- _YOUR GOAL_: Restate each record word for word, from the first to the last.

☆ ☆ ☆ ☆

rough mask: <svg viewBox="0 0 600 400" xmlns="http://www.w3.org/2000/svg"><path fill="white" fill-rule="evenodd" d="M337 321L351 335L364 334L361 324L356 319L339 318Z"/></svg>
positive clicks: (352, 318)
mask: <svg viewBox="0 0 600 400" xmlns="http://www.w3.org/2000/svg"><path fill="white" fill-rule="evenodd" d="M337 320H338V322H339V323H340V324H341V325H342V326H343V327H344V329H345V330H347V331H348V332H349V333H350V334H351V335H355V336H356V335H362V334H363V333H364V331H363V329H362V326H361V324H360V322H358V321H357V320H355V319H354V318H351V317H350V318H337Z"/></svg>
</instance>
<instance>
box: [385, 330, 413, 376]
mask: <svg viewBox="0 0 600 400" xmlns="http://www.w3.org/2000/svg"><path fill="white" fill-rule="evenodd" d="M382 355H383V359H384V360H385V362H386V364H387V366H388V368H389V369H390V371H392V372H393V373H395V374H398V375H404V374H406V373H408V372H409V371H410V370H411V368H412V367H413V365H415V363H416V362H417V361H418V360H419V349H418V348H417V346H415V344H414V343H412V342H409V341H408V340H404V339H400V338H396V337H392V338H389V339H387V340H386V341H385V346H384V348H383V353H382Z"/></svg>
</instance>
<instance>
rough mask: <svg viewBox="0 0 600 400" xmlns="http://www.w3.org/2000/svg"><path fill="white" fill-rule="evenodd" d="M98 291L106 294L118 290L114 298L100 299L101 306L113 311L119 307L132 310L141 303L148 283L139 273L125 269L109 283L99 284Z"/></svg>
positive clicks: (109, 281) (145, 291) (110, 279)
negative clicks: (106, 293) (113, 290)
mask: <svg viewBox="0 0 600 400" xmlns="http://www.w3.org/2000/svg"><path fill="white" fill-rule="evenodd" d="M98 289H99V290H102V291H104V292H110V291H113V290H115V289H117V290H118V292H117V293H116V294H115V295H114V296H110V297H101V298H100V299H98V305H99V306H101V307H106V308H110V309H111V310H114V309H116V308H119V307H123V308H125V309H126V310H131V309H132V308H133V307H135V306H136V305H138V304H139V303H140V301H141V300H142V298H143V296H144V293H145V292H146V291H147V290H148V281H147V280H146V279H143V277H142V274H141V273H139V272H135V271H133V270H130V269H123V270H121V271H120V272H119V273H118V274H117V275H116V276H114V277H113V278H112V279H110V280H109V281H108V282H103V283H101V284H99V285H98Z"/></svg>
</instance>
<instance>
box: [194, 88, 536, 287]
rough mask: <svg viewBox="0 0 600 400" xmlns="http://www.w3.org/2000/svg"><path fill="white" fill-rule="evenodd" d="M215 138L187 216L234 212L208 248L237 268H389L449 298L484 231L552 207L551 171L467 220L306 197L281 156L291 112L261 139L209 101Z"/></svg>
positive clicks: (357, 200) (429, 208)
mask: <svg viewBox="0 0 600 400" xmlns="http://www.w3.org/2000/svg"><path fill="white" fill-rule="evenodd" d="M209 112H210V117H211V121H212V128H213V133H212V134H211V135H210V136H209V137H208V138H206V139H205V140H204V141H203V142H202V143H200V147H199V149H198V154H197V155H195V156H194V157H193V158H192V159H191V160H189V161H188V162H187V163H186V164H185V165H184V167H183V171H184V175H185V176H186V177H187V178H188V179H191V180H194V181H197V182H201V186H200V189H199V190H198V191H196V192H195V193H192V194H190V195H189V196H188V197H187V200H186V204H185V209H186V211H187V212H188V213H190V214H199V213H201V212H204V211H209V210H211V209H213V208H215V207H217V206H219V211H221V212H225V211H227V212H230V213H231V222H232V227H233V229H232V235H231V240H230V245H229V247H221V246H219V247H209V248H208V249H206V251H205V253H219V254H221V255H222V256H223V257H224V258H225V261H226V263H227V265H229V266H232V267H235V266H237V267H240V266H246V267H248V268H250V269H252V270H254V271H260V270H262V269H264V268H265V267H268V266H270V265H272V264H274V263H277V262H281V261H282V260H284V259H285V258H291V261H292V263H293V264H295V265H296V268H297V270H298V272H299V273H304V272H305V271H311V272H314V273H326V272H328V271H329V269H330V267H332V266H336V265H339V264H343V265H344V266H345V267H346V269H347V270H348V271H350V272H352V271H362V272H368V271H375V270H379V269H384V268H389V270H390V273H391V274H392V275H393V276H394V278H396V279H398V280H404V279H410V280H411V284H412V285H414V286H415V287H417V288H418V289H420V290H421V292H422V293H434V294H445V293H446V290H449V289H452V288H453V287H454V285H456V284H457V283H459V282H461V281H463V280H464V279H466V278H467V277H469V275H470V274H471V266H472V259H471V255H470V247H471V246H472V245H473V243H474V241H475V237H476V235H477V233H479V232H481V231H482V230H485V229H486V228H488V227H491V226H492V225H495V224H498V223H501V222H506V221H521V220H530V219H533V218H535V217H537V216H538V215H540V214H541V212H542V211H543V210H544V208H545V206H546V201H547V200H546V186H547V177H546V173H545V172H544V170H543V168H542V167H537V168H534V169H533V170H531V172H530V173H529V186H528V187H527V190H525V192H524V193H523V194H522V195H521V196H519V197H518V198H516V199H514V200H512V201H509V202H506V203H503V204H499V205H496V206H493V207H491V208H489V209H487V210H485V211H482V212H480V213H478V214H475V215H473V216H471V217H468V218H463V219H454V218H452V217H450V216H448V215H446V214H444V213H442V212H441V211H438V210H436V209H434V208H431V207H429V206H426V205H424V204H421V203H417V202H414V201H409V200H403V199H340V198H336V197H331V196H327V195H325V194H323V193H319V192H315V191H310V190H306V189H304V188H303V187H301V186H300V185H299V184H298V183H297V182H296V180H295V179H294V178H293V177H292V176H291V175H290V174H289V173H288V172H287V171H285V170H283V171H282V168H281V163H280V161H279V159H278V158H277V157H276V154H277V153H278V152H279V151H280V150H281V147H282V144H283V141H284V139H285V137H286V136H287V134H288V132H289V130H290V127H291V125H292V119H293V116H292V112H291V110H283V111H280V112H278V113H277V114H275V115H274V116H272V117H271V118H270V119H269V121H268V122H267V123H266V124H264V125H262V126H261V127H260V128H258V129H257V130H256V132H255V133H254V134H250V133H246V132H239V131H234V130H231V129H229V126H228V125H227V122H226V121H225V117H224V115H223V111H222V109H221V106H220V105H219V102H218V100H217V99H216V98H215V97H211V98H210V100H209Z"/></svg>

☆ ☆ ☆ ☆

- _RESULT FOR THIS EXERCISE_:
rough mask: <svg viewBox="0 0 600 400" xmlns="http://www.w3.org/2000/svg"><path fill="white" fill-rule="evenodd" d="M337 321L351 335L364 334L361 324L356 319L339 318Z"/></svg>
positive clicks: (352, 318)
mask: <svg viewBox="0 0 600 400" xmlns="http://www.w3.org/2000/svg"><path fill="white" fill-rule="evenodd" d="M337 320H338V322H339V323H340V324H341V325H342V326H343V327H344V329H345V330H347V331H348V332H349V333H350V334H351V335H355V336H356V335H362V334H363V333H364V331H363V329H362V326H361V324H360V322H358V321H357V320H355V319H354V318H351V317H350V318H337Z"/></svg>
</instance>
<instance>
box: [385, 330, 413, 376]
mask: <svg viewBox="0 0 600 400" xmlns="http://www.w3.org/2000/svg"><path fill="white" fill-rule="evenodd" d="M382 355H383V359H384V360H385V362H386V364H387V366H388V368H389V369H390V371H392V372H393V373H395V374H398V375H404V374H406V373H408V372H409V371H410V370H411V368H412V367H413V365H415V363H416V362H417V361H418V360H419V349H418V348H417V346H415V344H414V343H412V342H409V341H408V340H404V339H400V338H396V337H392V338H389V339H387V340H386V341H385V346H384V348H383V353H382Z"/></svg>
</instance>
<instance>
rough mask: <svg viewBox="0 0 600 400" xmlns="http://www.w3.org/2000/svg"><path fill="white" fill-rule="evenodd" d="M98 291L106 294L118 290L114 298L100 299L101 306L113 311L119 307L132 310L141 303L148 283L139 273L125 269L109 283L99 284Z"/></svg>
positive clicks: (109, 281) (145, 291) (110, 279)
negative clicks: (106, 293) (113, 290)
mask: <svg viewBox="0 0 600 400" xmlns="http://www.w3.org/2000/svg"><path fill="white" fill-rule="evenodd" d="M98 289H99V290H102V291H104V292H110V291H113V290H115V289H117V290H118V292H117V293H116V294H115V295H114V296H110V297H101V298H100V299H98V305H99V306H101V307H106V308H110V309H111V310H114V309H116V308H119V307H123V308H125V309H126V310H131V309H132V308H133V307H135V306H136V305H138V304H139V303H140V301H141V300H142V298H143V296H144V293H145V292H146V291H147V290H148V281H147V280H146V279H143V277H142V274H141V273H139V272H135V271H133V270H130V269H123V270H121V271H120V272H119V273H118V274H117V275H116V276H114V277H113V278H112V279H110V280H109V281H108V282H103V283H101V284H99V285H98Z"/></svg>
</instance>
<instance>
box: [194, 88, 536, 287]
rough mask: <svg viewBox="0 0 600 400" xmlns="http://www.w3.org/2000/svg"><path fill="white" fill-rule="evenodd" d="M215 138L187 216L234 212L208 248L237 268H389L449 298L484 231L552 207L551 171L467 220L306 197L281 156L291 112L261 139L209 101Z"/></svg>
positive clicks: (357, 200) (429, 208)
mask: <svg viewBox="0 0 600 400" xmlns="http://www.w3.org/2000/svg"><path fill="white" fill-rule="evenodd" d="M209 112H210V117H211V121H212V128H213V133H212V134H211V135H210V136H209V137H208V138H206V139H205V140H204V141H203V142H202V143H200V147H199V149H198V154H197V155H195V156H194V157H193V158H192V159H191V160H189V161H188V162H187V163H186V164H185V165H184V167H183V171H184V175H185V176H186V177H187V178H188V179H191V180H194V181H197V182H201V186H200V189H199V190H198V191H196V192H195V193H192V194H190V195H189V196H188V197H187V200H186V204H185V209H186V211H187V212H188V213H190V214H199V213H201V212H204V211H209V210H211V209H213V208H215V207H217V206H219V211H221V212H225V211H227V212H230V213H231V222H232V227H233V229H232V235H231V240H230V245H229V247H221V246H219V247H209V248H208V249H206V251H205V253H219V254H221V255H222V256H223V257H224V258H225V261H226V263H227V265H229V266H232V267H235V266H237V267H240V266H246V267H248V268H250V269H252V270H254V271H260V270H262V269H264V268H265V267H268V266H270V265H272V264H274V263H277V262H281V261H282V260H284V259H285V258H291V261H292V263H293V264H295V265H296V268H297V270H298V272H299V273H304V272H305V271H311V272H314V273H326V272H328V271H329V269H330V267H332V266H336V265H339V264H343V265H344V266H345V267H346V269H347V270H348V271H350V272H352V271H362V272H368V271H375V270H379V269H384V268H389V270H390V273H391V274H392V275H393V276H394V278H396V279H398V280H404V279H410V280H411V284H412V285H414V286H415V287H417V288H418V289H420V290H421V292H422V293H434V294H445V293H446V290H449V289H452V288H453V287H454V285H456V284H457V283H459V282H461V281H463V280H464V279H466V278H467V277H469V275H470V274H471V266H472V259H471V255H470V247H471V246H472V245H473V243H474V241H475V237H476V235H477V233H479V232H481V231H482V230H485V229H486V228H488V227H491V226H492V225H495V224H498V223H501V222H506V221H521V220H530V219H533V218H535V217H537V216H538V215H540V214H541V212H542V211H543V210H544V208H545V206H546V201H547V200H546V186H547V177H546V173H545V172H544V170H543V168H542V167H537V168H534V169H533V170H531V172H530V173H529V186H528V187H527V190H525V192H524V193H523V194H522V195H521V196H519V197H518V198H516V199H514V200H512V201H509V202H506V203H503V204H499V205H496V206H493V207H491V208H489V209H487V210H485V211H482V212H480V213H478V214H475V215H473V216H471V217H468V218H463V219H454V218H452V217H450V216H448V215H446V214H444V213H442V212H441V211H438V210H436V209H434V208H431V207H429V206H426V205H424V204H421V203H417V202H414V201H409V200H403V199H340V198H336V197H331V196H327V195H325V194H323V193H319V192H315V191H310V190H306V189H304V188H303V187H301V186H300V185H299V184H298V183H297V182H296V180H295V179H294V178H293V177H292V176H291V175H290V174H289V173H288V172H287V171H285V170H283V171H282V168H281V163H280V161H279V159H278V158H277V157H276V154H277V153H278V152H279V151H280V150H281V147H282V144H283V141H284V139H285V137H286V136H287V134H288V132H289V130H290V127H291V125H292V119H293V116H292V112H291V110H283V111H280V112H278V113H277V114H275V115H274V116H272V117H271V118H270V119H269V121H268V122H267V123H266V124H264V125H262V126H261V127H260V128H258V129H257V130H256V132H255V133H254V134H250V133H246V132H239V131H234V130H231V129H229V126H228V125H227V122H226V121H225V117H224V115H223V111H222V109H221V106H220V105H219V102H218V100H217V99H216V98H215V97H211V98H210V100H209Z"/></svg>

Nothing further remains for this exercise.